§ **OBJECTIVE**:
Please retype the data below word for word, starting at the line that contains "Check that each instance of the second" and ending at the line that contains "<point>136,196</point>", including both of those lines and nothing else.

[BEGIN]

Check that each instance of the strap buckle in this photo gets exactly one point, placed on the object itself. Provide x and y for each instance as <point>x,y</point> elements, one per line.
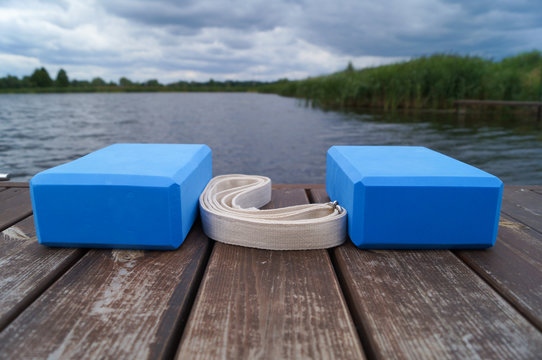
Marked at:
<point>335,205</point>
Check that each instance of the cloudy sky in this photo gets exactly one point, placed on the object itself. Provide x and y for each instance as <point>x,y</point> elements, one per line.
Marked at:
<point>242,39</point>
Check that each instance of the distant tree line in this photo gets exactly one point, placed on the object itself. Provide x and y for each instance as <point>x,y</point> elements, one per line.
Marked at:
<point>41,81</point>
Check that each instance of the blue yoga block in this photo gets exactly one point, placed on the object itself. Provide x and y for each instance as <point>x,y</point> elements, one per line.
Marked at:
<point>401,197</point>
<point>133,196</point>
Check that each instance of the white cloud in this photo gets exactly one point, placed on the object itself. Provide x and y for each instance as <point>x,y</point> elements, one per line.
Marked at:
<point>262,40</point>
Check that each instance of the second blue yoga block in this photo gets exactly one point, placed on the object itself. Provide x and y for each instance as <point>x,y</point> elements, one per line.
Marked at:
<point>401,197</point>
<point>136,196</point>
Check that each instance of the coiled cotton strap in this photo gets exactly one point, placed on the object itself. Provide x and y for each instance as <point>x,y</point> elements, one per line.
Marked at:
<point>229,212</point>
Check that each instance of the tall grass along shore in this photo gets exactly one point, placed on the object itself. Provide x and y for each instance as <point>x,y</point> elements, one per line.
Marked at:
<point>425,82</point>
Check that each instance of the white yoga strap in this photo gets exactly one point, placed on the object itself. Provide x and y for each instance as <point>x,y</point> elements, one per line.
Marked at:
<point>229,212</point>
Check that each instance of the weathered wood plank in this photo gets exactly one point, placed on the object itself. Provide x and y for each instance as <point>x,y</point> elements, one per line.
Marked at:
<point>112,304</point>
<point>270,304</point>
<point>27,268</point>
<point>523,204</point>
<point>513,267</point>
<point>428,304</point>
<point>14,206</point>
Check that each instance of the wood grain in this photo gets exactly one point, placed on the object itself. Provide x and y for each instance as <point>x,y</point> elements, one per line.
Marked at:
<point>429,304</point>
<point>14,206</point>
<point>27,268</point>
<point>112,304</point>
<point>523,204</point>
<point>270,304</point>
<point>513,267</point>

[END]

§ **WRITTEN SOLUTION**:
Check that each instance of the second blue yoga block in this photo gets exactly one point, placed on the object itself. Provide x and y for each instance as <point>x,y</point> elements, one per line.
Marked at:
<point>401,197</point>
<point>136,196</point>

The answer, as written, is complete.